▶ INFORMATION SUPPLIED:
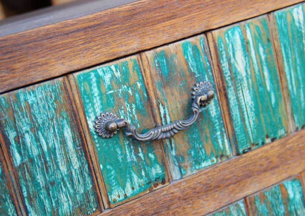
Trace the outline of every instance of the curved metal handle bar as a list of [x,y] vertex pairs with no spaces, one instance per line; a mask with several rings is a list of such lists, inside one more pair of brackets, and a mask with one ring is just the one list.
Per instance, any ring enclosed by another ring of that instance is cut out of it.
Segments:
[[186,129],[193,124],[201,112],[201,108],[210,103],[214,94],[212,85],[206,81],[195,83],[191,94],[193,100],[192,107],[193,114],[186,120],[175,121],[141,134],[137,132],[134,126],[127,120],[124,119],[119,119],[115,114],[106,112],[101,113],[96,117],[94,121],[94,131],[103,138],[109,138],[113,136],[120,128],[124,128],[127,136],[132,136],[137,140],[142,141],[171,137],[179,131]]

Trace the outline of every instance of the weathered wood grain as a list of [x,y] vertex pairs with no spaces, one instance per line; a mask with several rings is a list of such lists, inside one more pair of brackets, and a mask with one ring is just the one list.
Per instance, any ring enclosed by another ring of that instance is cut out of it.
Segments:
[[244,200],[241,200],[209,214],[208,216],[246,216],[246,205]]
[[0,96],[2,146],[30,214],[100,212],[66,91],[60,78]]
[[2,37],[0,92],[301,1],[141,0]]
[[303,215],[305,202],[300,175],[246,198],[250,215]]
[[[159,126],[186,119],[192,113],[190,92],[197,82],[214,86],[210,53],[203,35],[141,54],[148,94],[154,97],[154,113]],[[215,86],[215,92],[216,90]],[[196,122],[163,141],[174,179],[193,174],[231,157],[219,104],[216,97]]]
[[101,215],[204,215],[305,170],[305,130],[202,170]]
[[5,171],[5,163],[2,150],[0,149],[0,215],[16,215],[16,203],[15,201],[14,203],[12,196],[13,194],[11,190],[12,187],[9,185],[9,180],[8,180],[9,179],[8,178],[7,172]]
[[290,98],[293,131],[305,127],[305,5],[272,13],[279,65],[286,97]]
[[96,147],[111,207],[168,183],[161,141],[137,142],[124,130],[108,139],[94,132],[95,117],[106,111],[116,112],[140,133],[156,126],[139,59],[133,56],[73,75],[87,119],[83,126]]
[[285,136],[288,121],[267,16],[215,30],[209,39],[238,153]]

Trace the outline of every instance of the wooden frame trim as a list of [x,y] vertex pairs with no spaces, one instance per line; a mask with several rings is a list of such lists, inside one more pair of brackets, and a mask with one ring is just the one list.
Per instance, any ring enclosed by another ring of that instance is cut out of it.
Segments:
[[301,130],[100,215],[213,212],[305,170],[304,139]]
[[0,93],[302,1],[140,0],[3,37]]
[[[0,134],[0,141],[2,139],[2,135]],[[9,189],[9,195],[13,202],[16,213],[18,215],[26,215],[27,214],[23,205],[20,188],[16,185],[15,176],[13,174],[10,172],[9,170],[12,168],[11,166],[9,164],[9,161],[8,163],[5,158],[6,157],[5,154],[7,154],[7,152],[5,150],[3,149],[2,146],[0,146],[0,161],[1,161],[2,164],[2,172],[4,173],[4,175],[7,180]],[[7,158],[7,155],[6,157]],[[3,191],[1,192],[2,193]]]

▶ WHAT IS REQUIRED: Copy every row above word for word, omitting the pictures.

▶ WRITTEN RESPONSE:
Trace the outline of every instance of the curved metal handle bar as a list of [x,y] vertex pairs with no spaces, one instance per line; a mask with several rings is a list of such lists, inside one more pair of brackets, and a mask with one ring is just the one list.
Per instance, any ring enclosed by another ring of that instance is cut out of it.
Segments:
[[186,129],[193,124],[201,112],[201,108],[210,103],[214,94],[212,85],[206,81],[195,83],[191,94],[193,100],[192,107],[193,114],[186,120],[175,121],[141,134],[137,132],[134,126],[127,120],[124,119],[119,119],[115,114],[106,112],[101,113],[96,117],[94,121],[94,131],[103,138],[109,138],[113,136],[120,128],[124,128],[127,136],[132,136],[137,140],[142,141],[171,137],[179,131]]

Trace the outline of every instance of the weathered wood grain as a list of [x,y] vertex pairs with no spaces, one instance per line; a mask with several rings is a list of such lists, inside one more pair of brackets, and a mask with one ring is just the one list.
Per instance, any ring enclosed by another ring of that instance is cut out of it.
Segments:
[[244,200],[241,200],[209,214],[208,216],[246,216],[246,205]]
[[0,96],[2,146],[30,214],[100,212],[66,91],[60,78]]
[[2,37],[0,92],[301,1],[141,0]]
[[303,215],[305,202],[300,175],[246,198],[250,215]]
[[[159,126],[186,119],[192,113],[190,92],[197,82],[214,86],[210,53],[203,35],[141,54],[148,94],[154,97],[154,113]],[[215,86],[215,92],[216,90]],[[196,122],[163,141],[174,179],[193,174],[231,157],[219,104],[216,97]]]
[[101,215],[204,215],[305,170],[305,130],[202,170]]
[[5,171],[5,163],[2,150],[0,149],[0,215],[16,215],[16,203],[15,201],[14,203],[12,196],[13,194],[11,190],[12,187],[9,185],[9,180],[8,180],[9,179],[8,178],[7,172]]
[[290,98],[293,131],[305,127],[305,5],[272,13],[279,65],[286,97]]
[[96,147],[111,207],[168,183],[161,141],[137,142],[124,130],[108,139],[94,132],[95,117],[106,111],[116,112],[140,133],[156,126],[139,59],[133,56],[73,75],[87,119],[83,126]]
[[285,136],[288,121],[267,16],[215,30],[209,39],[238,153]]

Trace the outline of every instance of the wooden frame trim as a list of [x,y] vertex pairs with no spaces, one instance per line; a mask with several rings is a list of such lists, inside one more pair of brackets, and a mask with one ring is just the one list.
Per instance, any ring enclosed by another ring of that instance is cut out of it.
Segments:
[[301,130],[100,215],[213,212],[305,170],[304,139]]
[[0,93],[302,1],[140,0],[3,37]]
[[[0,134],[0,141],[2,139],[2,135]],[[9,189],[9,195],[13,202],[16,213],[18,215],[26,215],[27,214],[23,205],[20,188],[16,185],[15,176],[13,174],[10,172],[9,170],[12,168],[11,166],[9,164],[9,161],[8,163],[5,158],[6,157],[5,154],[7,154],[7,152],[5,150],[3,149],[2,146],[0,146],[0,161],[1,161],[2,164],[2,172],[4,173],[4,175],[7,180]],[[7,158],[7,155],[6,157]],[[3,191],[1,192],[2,193]]]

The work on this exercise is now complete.